Mike with his million watt smile |
This week we remember filmmaker Mike DeGruy's passing with much sadness.
Mike deGruy was a graduate student in marine biology when he first picked up a 16mm film camera. Thirty-plus years on, his company, the Film Crew Inc., travels the oceans making underwater films for the BBC, PBS, National Geographic and Discovery Channel. He dived beneath both poles and visited the hydrothermal vents in both the Atlantic and the Pacific. And as you can imagine, he collected many stories along the way.
An accomplished diver and underwater cinematographer, deGruy also became a go-to host and expedition member on shows like the recent Mysteries of the Shark Coast with Céline Cousteau and Richard Fitzpatrick. (He was a regular on Shark Week -- and a shark attack survivor himelf.) But his first passion was cephalopods, and in fact deGruy and his team were the first to film two rarely seen cephalopods, the nautilus and the vampire squid, in their home ocean.
The Sad News
Mike DeGruy, the internationally respected and unanimously liked documentarian of underwater nature films who called Santa Barbara home, died today in a helicopter crash in Australia just before 4 p.m. local time. He had just turned 60 years old at the end of December, and leaves behind his wife and two children.

■ **Required action 1**: From the tribute to Mike deGruy, write out the passage from "The Sad News" up to and including "and two children.".
■ **Required action 2**: According to the tribute to Mike deGruy, which two rarely seen cephalopods were he and his team the first to film in their home ocean?

■ **Referring expression pointing data**:
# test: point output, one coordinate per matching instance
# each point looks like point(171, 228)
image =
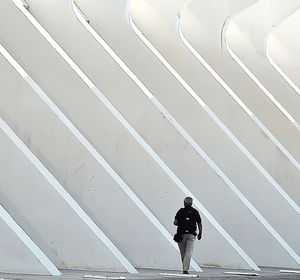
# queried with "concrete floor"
point(209, 273)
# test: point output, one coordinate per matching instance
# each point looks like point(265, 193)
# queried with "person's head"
point(188, 201)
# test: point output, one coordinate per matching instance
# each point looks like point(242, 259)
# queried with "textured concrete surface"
point(209, 273)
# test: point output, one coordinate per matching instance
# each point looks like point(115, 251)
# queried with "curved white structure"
point(207, 45)
point(104, 121)
point(281, 49)
point(252, 37)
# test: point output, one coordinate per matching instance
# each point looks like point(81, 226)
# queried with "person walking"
point(186, 220)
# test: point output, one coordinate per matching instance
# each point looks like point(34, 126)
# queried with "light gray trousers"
point(186, 247)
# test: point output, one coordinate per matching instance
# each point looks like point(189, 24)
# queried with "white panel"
point(104, 14)
point(54, 76)
point(208, 43)
point(81, 174)
point(155, 15)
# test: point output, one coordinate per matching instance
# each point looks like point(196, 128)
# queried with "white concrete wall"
point(155, 150)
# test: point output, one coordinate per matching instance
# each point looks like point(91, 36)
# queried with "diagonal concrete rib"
point(113, 13)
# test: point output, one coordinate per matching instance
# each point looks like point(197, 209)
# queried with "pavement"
point(150, 274)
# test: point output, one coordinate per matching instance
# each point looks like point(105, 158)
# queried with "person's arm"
point(200, 230)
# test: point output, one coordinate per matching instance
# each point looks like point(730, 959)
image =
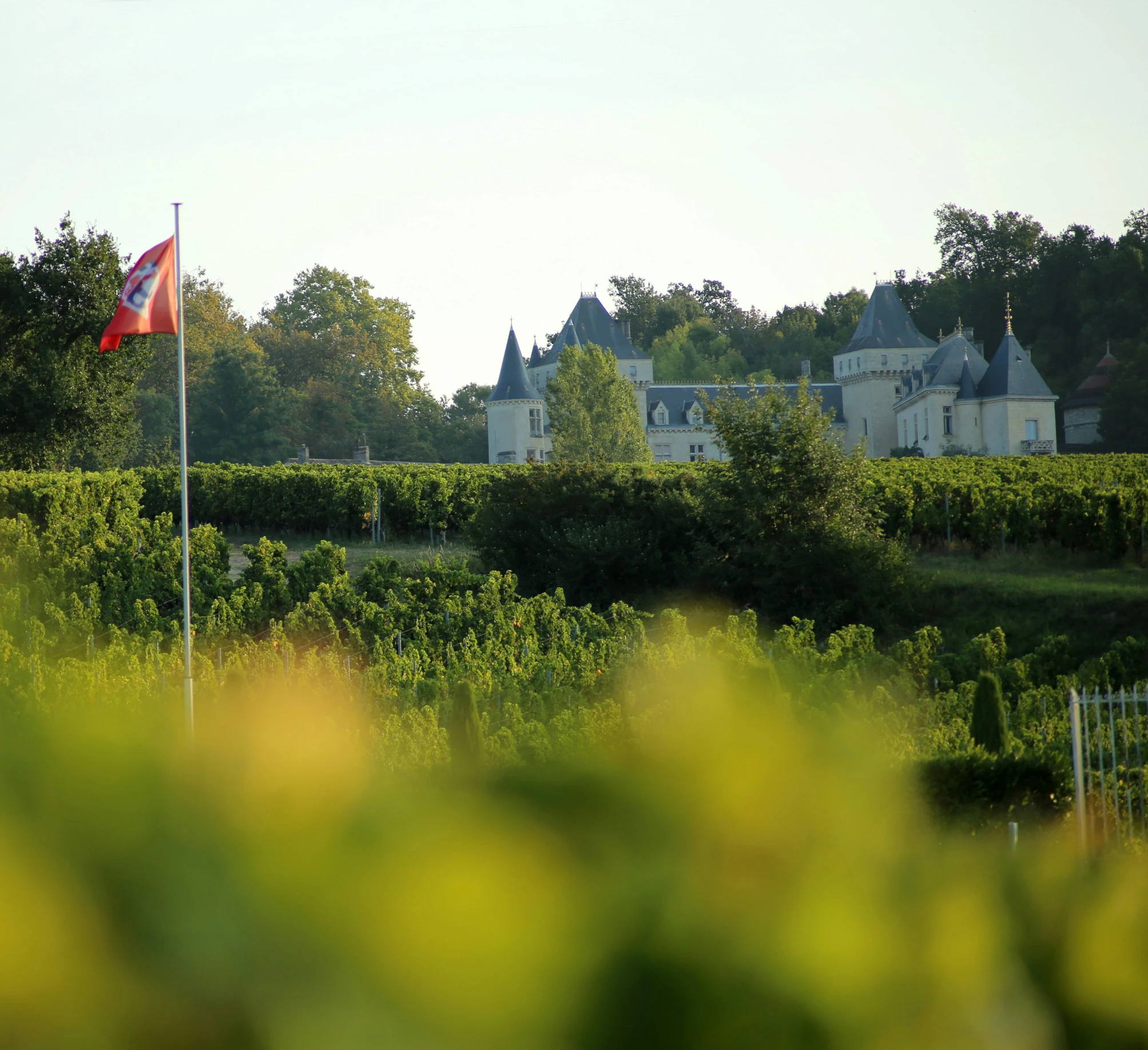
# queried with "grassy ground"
point(1034, 595)
point(359, 551)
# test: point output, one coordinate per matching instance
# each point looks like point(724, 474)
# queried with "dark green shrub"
point(465, 731)
point(976, 789)
point(989, 728)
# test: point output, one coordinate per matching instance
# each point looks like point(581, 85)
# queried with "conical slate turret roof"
point(513, 381)
point(1012, 373)
point(945, 367)
point(968, 383)
point(590, 323)
point(885, 324)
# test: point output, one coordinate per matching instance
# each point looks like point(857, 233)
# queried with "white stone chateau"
point(895, 388)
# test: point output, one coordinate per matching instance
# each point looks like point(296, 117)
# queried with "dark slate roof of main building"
point(513, 381)
point(590, 323)
point(679, 400)
point(885, 324)
point(1012, 373)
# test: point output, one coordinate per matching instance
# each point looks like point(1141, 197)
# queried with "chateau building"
point(518, 428)
point(958, 400)
point(895, 387)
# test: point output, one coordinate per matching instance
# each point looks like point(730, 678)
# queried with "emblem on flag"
point(149, 300)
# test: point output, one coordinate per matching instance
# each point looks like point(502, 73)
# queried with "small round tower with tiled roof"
point(1082, 410)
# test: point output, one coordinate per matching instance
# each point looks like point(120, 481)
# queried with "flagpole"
point(189, 697)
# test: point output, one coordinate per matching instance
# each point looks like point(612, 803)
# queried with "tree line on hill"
point(1074, 295)
point(326, 363)
point(330, 361)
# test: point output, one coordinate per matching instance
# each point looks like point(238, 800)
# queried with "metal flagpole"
point(189, 698)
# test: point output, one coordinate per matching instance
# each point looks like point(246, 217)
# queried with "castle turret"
point(515, 417)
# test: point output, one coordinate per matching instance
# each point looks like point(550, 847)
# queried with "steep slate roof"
point(590, 323)
point(945, 365)
point(885, 324)
point(1095, 385)
point(1012, 373)
point(968, 383)
point(679, 399)
point(513, 383)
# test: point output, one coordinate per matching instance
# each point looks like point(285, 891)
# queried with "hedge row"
point(1083, 502)
point(323, 498)
point(1097, 503)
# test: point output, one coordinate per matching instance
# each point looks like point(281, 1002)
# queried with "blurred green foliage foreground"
point(721, 872)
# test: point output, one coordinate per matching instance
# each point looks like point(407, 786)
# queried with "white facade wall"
point(871, 380)
point(684, 444)
point(509, 438)
point(1005, 420)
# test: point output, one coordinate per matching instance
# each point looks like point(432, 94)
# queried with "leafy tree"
point(1072, 293)
point(465, 731)
point(790, 531)
point(348, 356)
point(696, 353)
point(331, 326)
point(239, 410)
point(974, 246)
point(989, 729)
point(62, 402)
point(593, 410)
point(463, 438)
point(210, 321)
point(705, 334)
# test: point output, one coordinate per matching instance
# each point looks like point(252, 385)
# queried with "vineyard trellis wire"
point(1108, 752)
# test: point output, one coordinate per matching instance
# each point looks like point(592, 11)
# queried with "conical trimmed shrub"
point(989, 727)
point(465, 731)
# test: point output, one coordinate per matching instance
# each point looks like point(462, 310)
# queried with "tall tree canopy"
point(61, 402)
point(704, 335)
point(1072, 294)
point(593, 411)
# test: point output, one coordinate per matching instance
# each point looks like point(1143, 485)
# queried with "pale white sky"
point(487, 160)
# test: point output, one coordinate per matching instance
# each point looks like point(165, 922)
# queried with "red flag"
point(148, 302)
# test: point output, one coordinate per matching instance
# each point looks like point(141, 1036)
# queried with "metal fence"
point(1108, 765)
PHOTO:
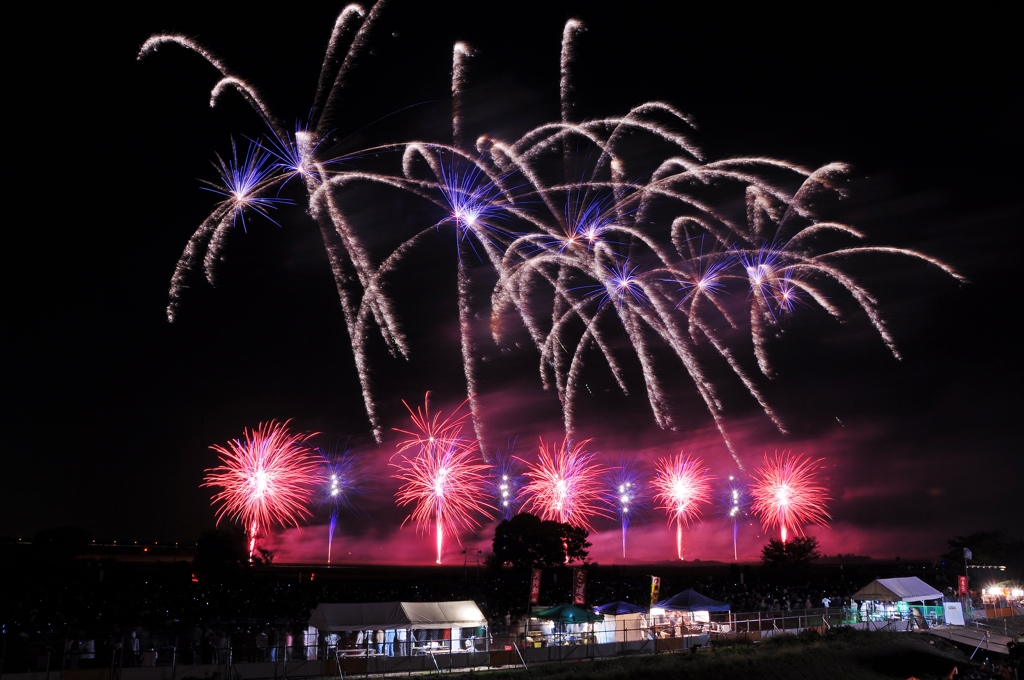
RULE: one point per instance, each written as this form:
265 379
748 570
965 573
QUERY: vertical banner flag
535 587
655 589
579 586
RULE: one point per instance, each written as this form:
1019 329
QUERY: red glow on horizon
565 484
683 485
264 479
442 474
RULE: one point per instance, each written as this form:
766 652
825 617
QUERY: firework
252 185
786 494
505 480
734 505
442 476
565 484
340 478
683 485
628 486
592 235
264 479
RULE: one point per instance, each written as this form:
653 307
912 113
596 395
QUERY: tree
526 541
795 554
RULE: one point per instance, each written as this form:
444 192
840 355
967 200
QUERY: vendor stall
401 629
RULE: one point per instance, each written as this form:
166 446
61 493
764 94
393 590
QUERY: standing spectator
332 643
223 646
148 657
261 641
131 649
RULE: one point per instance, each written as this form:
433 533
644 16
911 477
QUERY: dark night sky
111 409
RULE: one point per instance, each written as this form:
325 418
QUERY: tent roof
566 613
906 589
383 615
616 608
691 600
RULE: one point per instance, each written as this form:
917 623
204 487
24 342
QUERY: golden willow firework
581 251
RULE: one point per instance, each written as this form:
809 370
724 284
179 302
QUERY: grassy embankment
845 654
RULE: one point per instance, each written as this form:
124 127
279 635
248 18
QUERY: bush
782 640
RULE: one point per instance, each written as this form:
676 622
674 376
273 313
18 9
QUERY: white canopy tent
906 589
393 615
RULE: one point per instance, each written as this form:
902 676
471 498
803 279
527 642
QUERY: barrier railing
244 657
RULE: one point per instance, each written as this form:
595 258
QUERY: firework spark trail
343 24
683 485
565 484
340 478
592 221
346 247
786 494
627 483
733 505
442 476
460 53
264 478
506 480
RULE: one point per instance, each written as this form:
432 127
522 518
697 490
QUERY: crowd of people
96 613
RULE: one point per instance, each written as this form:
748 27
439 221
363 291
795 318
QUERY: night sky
112 410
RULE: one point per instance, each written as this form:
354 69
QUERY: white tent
906 589
391 615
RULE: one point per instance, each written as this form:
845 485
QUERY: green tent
567 613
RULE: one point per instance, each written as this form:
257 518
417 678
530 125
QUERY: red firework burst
265 478
565 484
443 476
786 494
683 485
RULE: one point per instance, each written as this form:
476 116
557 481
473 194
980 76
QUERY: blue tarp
690 600
616 608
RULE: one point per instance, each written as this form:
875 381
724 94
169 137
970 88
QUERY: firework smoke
442 476
264 479
683 485
786 494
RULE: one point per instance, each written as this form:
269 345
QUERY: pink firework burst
264 478
786 494
442 474
683 485
565 484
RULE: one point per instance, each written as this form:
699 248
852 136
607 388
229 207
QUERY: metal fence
244 657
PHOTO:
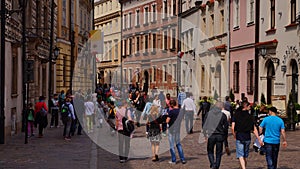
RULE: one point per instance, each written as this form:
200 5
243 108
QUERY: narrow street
52 152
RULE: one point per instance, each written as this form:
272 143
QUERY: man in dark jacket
215 129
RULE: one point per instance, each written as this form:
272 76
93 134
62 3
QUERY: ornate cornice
108 17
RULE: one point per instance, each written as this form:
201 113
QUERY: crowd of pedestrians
124 111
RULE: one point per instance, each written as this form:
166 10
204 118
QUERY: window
251 11
222 21
64 13
14 86
130 76
125 21
154 73
125 48
124 76
272 14
293 11
130 46
165 8
236 19
202 78
174 7
173 38
46 25
146 43
110 50
129 20
165 71
153 41
154 12
250 74
174 74
137 15
137 44
236 73
165 47
146 15
212 25
204 25
116 49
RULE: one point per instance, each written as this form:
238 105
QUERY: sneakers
227 151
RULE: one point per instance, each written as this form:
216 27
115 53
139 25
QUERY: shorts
242 148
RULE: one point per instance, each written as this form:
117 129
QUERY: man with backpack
67 115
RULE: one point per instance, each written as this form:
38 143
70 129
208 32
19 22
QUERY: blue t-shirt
273 126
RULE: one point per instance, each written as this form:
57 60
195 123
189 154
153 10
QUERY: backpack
65 110
128 125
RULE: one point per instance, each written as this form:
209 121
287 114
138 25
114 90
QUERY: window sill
290 26
271 31
250 24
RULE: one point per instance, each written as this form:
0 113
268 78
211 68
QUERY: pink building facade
242 49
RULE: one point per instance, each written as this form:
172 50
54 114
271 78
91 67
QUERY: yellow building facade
74 21
108 19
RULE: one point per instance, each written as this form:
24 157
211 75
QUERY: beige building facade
108 20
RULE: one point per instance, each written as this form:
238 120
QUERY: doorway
270 77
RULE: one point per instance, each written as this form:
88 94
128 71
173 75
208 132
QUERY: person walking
173 120
228 116
67 115
274 126
242 125
123 135
189 108
204 108
154 131
40 116
216 130
181 96
89 112
54 111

■ **Result 1**:
The Sad News
Mike DeGruy, the internationally respected and unanimously liked documentarian of underwater nature films who called Santa Barbara home, died today in a helicopter crash in Australia just before 4 p.m. local time. He had just turned 60 years old at the end of December, and leaves behind his wife and two children.

■ **Result 2**: The nautilus and the vampire squid.